OHDSI / DataQualityDashboard

A tool to help improve data quality standards in observational data science.
https://ohdsi.github.io/DataQualityDashboard
Apache License 2.0
145 stars 96 forks source link

enhancement: profile all cohorts concurrently #491

Open TomWhite-MedStar opened 1 year ago

TomWhite-MedStar commented 1 year ago

Problem Statement

On some databases, profiling DQD for a single cohort may be slower than profiling the entire dataset. For example, on our Databricks instance, it takes longer to profile a single cohort than it does to profile the entire dataset.

Enhancement Request

Add option to profile all cohorts within cohortDatabaseSchema.cohortTableName simulataneously by.

  1. Add a Boolean parameter -- perhaps groupByCohort
  2. When '@groupByCohort' == 'Yes', add a GROUP BY c.cohort_definition_id clause to the generated query
  3. When '@groupByCohort' == 'Yes', add c.cohort_definition_id to the list of fields returned by each query's SELECT statement
  4. When '@groupByCohort' == 'Yes', add cohort_definition_id INTEGER to the table DDL in result_table_ddl.sql
  5. Update conditional SQL generation to make the clauses AND c.cohort_definition_id = @cohortDefinitionId optional; and change them to AND c.cohort_definition_id IN (@cohortDefinitionId). That way, if uses do not pass a value for cohortDefinitionId, DQD will process all cohorts in cohortDatabaseSchema.cohortTableName. Or, users can pass either a single numerical value for cohortDefinitionId or a list of numerical values.

= ENTRIES PROVIDED =
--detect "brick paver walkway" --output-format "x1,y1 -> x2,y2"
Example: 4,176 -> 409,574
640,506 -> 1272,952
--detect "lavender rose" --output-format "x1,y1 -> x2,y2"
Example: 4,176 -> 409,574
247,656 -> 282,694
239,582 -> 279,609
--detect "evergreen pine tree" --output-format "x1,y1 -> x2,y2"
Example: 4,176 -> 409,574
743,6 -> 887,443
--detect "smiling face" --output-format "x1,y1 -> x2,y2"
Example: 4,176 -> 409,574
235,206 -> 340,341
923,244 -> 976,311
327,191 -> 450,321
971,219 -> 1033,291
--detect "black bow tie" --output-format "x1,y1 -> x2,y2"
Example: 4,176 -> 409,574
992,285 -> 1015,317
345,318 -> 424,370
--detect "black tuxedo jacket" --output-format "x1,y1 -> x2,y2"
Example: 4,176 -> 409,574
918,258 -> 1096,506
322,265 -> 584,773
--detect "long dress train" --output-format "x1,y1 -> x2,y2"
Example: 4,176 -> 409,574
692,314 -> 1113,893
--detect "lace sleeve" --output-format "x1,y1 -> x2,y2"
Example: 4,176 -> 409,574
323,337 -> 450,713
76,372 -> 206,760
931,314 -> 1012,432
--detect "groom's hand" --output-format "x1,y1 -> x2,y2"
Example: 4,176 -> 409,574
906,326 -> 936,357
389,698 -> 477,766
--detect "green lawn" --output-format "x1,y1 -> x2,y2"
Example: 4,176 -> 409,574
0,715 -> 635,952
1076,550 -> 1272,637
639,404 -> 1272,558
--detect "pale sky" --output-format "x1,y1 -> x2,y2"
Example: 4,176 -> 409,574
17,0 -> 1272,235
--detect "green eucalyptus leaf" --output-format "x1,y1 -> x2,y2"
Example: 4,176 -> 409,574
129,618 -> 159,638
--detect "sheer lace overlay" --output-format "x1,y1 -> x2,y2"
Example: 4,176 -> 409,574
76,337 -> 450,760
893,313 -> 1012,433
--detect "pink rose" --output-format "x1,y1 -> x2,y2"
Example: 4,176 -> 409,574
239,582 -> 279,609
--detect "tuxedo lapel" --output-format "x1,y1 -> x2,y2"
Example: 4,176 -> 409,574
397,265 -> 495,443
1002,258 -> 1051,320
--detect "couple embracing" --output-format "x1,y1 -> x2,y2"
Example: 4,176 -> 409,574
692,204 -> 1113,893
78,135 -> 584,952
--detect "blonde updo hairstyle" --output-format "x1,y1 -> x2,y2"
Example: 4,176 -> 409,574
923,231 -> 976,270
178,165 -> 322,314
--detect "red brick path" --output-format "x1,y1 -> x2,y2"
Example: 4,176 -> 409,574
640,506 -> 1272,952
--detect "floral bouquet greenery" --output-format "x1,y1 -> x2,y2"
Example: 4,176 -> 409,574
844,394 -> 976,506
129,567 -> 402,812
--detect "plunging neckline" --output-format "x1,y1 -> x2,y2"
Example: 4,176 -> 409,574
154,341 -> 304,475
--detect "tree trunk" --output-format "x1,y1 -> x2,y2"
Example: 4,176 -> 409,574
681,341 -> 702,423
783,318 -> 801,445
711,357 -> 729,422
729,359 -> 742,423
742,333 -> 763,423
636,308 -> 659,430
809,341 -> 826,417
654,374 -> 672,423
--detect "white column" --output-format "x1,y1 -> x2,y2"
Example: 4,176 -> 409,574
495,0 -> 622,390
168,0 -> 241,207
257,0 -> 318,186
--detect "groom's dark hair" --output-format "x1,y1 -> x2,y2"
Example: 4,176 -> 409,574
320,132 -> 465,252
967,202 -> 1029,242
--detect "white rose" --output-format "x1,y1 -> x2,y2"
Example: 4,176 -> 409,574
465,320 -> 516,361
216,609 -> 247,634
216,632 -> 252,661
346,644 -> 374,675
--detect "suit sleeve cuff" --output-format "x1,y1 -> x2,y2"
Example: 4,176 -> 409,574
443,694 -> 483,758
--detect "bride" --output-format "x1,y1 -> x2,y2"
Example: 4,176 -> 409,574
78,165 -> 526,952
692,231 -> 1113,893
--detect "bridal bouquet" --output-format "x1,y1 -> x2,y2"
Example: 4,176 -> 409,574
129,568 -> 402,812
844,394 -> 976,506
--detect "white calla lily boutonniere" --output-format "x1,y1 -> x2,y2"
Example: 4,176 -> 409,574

= REQUIRED WORK =
1) Reproduce the DataQualityDashboard issue, beginning at the words "A tool to help" and ending after "profile the entire dataset.", with "Databricks" changed to "BigQuery".
2) Answer these questions using the DataQualityDashboard issue.
(a) Under what license is the repository released?
(b) What name is suggested for the new Boolean parameter?
(c) In which file should cohort_definition_id INTEGER be added to the table DDL?
3) Translate this sentence from the DataQualityDashboard issue into Spanish: "For example, on our Databricks instance, it takes longer to profile a single cohort than it does to profile the entire dataset."

= ANSWERS FOR EACH ITEM =
1)
A tool to help improve data quality standards in observational data science.
https://ohdsi.github.io/DataQualityDashboard
Apache License 2.0
145 stars 96 forks source link

enhancement: profile all cohorts concurrently #491

Open TomWhite-MedStar opened 1 year ago

TomWhite-MedStar commented 1 year ago

Problem Statement

On some databases, profiling DQD for a single cohort may be slower than profiling the entire dataset. For example, on our BigQuery instance, it takes longer to profile a single cohort than it does to profile the entire dataset.

2)
(a) Apache License 2.0
(b) groupByCohort
(c) result_table_ddl.sql

3) Por ejemplo, en nuestra instancia de Databricks, se tarda más en perfilar una sola cohorte que en perfilar todo el conjunto de datos.